------ Task data ------
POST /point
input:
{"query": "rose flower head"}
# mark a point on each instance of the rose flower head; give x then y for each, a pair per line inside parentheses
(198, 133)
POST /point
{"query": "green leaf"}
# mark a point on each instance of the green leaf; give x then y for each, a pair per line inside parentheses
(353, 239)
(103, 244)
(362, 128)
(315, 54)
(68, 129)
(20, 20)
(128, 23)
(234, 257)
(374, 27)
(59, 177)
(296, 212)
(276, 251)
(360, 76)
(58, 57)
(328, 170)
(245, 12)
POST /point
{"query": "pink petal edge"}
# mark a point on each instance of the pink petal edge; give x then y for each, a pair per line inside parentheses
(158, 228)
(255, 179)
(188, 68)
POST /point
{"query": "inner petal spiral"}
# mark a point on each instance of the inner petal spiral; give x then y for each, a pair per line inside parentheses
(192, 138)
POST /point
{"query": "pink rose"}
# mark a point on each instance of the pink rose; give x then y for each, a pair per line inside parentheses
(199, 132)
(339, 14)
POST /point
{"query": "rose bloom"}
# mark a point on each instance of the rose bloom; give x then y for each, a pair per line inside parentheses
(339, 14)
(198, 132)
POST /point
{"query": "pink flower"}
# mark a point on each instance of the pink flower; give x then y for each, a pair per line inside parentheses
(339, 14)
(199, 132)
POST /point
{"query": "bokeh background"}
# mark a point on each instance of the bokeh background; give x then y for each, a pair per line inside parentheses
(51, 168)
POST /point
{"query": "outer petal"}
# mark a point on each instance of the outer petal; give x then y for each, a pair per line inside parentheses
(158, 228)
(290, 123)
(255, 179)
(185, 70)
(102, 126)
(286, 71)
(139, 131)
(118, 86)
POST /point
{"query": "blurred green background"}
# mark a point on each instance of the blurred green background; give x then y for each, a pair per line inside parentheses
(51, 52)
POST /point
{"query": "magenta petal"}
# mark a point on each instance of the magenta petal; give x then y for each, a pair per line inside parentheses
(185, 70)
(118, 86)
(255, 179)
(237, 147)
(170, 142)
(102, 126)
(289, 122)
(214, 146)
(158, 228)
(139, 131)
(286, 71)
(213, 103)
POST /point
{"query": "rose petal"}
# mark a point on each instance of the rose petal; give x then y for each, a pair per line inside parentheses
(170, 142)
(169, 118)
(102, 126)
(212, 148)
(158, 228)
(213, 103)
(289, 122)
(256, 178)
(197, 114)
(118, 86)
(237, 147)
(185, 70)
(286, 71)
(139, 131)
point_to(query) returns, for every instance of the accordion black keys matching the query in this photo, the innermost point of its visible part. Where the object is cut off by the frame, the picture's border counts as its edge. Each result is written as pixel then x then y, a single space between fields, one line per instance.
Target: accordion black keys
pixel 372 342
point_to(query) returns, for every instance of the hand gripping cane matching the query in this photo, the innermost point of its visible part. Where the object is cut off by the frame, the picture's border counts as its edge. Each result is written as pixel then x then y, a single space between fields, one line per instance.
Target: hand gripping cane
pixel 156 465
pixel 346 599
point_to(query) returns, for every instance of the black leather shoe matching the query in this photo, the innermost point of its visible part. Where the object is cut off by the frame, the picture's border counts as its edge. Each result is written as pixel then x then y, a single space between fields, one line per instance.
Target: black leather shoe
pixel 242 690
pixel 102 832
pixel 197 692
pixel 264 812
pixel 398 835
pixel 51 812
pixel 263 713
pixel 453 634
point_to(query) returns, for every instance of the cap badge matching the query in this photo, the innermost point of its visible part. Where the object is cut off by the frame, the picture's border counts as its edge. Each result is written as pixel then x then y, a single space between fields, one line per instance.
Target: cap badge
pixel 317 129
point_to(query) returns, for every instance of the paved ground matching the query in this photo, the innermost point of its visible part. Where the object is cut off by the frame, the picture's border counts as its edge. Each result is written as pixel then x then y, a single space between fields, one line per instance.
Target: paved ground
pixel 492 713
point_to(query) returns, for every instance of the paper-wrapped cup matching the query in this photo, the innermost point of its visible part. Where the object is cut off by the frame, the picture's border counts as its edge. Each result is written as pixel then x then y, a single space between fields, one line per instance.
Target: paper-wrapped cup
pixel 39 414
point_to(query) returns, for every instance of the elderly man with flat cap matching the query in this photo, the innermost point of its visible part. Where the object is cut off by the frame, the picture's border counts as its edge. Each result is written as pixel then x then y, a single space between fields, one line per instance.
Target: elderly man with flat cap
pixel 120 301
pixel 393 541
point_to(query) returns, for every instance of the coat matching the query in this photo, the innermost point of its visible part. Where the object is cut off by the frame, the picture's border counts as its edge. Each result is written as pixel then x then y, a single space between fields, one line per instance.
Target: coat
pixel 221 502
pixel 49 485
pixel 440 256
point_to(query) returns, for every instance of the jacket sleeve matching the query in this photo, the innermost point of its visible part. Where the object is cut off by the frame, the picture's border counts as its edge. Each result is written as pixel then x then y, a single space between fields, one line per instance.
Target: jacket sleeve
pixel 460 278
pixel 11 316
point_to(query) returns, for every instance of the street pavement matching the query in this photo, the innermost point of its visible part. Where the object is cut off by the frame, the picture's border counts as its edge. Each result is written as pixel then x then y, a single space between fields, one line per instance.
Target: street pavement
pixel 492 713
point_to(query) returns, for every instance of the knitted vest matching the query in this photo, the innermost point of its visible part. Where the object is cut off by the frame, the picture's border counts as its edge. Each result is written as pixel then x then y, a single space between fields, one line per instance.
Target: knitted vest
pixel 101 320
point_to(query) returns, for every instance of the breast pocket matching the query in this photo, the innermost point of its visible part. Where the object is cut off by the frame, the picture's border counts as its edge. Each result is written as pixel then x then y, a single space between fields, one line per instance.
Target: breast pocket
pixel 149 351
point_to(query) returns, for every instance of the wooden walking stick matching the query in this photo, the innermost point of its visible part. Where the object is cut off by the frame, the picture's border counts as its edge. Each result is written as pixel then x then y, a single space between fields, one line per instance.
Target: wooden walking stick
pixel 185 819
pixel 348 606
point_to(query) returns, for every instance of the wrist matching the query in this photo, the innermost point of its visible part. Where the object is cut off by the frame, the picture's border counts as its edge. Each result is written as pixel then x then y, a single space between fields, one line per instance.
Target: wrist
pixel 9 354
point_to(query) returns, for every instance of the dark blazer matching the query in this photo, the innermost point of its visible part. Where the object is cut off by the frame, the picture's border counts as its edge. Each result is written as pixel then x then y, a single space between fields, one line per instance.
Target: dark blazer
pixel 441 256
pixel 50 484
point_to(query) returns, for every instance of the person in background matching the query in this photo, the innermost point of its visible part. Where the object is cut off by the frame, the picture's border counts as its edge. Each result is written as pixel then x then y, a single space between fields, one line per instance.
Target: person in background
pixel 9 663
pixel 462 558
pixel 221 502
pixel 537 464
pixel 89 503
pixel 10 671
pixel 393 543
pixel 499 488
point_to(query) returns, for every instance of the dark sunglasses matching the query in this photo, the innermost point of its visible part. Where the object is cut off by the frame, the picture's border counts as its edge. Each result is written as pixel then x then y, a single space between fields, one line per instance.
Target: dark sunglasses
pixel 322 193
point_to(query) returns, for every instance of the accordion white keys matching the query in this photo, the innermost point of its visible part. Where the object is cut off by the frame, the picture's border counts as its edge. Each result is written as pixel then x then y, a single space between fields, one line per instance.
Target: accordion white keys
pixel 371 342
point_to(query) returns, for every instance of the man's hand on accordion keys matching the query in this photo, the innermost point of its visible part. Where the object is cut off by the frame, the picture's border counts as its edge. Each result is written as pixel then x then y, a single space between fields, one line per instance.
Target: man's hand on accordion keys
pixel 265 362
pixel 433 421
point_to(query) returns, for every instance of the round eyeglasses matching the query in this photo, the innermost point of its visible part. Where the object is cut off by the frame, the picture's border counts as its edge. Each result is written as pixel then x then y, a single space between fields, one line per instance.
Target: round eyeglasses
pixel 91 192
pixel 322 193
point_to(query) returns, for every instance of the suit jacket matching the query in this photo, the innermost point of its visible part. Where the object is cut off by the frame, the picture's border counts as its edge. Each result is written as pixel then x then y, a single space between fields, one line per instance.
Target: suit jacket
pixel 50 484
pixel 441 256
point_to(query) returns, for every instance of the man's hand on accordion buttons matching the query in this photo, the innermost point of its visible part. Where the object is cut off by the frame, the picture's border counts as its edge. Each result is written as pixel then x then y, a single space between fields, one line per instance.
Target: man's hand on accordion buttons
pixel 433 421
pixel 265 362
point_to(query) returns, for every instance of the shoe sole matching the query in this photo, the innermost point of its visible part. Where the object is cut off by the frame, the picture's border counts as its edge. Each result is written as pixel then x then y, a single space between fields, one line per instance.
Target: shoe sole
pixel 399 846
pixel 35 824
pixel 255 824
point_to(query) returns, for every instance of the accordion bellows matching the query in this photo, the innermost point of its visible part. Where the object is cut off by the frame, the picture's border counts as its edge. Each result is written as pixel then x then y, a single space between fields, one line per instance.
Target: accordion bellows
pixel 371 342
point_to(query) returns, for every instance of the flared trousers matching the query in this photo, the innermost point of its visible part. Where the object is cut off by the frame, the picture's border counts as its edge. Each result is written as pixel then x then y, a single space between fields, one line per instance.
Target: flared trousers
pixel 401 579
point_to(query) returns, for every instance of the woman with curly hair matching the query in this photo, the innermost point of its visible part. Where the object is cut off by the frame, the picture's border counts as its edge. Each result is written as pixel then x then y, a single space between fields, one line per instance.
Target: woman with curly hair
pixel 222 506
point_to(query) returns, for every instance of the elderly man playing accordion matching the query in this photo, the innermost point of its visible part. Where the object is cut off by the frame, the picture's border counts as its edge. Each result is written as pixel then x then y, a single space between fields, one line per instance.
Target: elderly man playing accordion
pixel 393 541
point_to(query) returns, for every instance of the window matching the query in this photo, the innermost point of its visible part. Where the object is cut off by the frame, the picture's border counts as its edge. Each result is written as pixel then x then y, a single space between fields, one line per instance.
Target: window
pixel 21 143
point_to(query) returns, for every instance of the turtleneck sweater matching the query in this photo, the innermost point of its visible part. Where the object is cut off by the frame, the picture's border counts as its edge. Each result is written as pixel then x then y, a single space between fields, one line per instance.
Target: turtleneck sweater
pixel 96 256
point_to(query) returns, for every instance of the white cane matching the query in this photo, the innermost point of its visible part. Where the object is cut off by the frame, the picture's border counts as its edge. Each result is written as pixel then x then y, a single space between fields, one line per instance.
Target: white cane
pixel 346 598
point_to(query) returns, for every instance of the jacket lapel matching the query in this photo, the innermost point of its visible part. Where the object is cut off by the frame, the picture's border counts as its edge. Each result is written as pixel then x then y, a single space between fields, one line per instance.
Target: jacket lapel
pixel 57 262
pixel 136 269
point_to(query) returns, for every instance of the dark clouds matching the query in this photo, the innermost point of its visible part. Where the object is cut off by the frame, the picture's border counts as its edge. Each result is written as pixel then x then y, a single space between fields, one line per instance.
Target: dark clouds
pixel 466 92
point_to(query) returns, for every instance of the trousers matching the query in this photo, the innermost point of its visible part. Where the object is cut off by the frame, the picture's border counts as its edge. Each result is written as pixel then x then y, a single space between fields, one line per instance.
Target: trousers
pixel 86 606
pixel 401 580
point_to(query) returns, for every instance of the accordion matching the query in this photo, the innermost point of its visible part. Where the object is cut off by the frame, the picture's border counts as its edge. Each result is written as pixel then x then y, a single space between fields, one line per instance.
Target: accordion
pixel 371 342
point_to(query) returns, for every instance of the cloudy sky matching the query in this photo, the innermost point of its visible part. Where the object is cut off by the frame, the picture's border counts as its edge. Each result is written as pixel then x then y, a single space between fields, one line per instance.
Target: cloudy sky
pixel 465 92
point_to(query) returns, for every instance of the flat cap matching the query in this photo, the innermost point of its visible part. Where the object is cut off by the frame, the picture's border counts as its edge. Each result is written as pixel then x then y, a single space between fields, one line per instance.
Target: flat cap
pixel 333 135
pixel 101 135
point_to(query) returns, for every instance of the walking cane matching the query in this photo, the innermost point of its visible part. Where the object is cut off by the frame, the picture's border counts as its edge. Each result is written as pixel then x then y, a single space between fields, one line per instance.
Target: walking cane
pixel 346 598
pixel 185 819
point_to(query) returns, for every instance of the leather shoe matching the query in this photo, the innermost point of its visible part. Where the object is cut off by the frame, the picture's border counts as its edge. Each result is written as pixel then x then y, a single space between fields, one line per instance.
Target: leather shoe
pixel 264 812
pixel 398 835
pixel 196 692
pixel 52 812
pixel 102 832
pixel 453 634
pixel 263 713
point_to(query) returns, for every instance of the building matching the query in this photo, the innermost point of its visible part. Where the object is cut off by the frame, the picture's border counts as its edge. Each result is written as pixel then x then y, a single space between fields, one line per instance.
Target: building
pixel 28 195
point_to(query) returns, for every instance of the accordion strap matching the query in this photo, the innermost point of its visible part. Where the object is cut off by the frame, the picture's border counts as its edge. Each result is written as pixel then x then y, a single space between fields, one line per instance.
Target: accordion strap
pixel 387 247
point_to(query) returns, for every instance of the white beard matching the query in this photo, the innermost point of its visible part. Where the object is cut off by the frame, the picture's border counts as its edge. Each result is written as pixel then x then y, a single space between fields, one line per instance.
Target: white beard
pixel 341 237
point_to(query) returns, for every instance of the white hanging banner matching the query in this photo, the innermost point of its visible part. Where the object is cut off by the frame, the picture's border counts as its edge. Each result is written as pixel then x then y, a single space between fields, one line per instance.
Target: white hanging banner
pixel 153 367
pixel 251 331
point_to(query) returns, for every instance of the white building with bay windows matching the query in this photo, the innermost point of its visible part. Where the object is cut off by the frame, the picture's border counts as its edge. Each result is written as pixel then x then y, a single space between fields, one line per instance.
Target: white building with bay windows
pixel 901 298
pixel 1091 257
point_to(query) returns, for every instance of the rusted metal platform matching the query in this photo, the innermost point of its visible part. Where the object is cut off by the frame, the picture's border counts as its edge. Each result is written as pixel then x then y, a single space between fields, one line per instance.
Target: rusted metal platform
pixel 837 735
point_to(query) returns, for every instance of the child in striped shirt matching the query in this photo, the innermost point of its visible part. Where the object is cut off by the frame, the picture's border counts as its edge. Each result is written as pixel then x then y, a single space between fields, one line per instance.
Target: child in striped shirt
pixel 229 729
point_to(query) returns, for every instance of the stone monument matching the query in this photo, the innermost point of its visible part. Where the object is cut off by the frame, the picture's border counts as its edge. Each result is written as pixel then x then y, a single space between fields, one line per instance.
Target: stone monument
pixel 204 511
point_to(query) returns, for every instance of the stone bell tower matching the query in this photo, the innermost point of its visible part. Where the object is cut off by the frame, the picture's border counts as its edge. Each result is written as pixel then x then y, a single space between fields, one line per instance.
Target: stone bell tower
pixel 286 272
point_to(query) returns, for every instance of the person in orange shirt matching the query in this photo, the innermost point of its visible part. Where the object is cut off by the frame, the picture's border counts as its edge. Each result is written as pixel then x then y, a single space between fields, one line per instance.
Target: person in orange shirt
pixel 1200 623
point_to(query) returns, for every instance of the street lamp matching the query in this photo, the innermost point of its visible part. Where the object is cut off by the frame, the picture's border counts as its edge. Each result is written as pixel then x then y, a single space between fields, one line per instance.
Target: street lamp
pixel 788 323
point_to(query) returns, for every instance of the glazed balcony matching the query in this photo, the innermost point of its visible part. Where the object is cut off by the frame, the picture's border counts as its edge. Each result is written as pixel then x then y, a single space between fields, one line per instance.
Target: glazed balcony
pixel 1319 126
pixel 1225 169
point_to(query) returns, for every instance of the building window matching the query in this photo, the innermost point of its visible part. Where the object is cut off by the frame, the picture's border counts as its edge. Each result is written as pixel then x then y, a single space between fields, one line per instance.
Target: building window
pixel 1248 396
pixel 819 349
------
## Instructions to follow
Rewrite the lines of the records from the line with "point_to(query) returns, for every instance of the white cane" up to and including the line with "pixel 136 269", replacing "jacket lapel" with "coat lapel" and leaving everything else unchanged.

## Full solution
point_to(query) returns, for every instance of the white cane matching the query in this photo, the innermost point of its visible part. Where the object is cut off by the frame, the picture's border counts as its edge. Each result is written as pixel then x then y, a single space between fields, one line per instance.
Target: white cane
pixel 346 598
point_to(query) returns, for every instance of the coat lapel matching the query in this photo, the innermost point of its visible part. Where the object is cut off by the frame, the picture's border counts as its edge. Each result is written as pixel then x then y, a single space between fields, one line per instance.
Target: coat lapel
pixel 57 262
pixel 136 269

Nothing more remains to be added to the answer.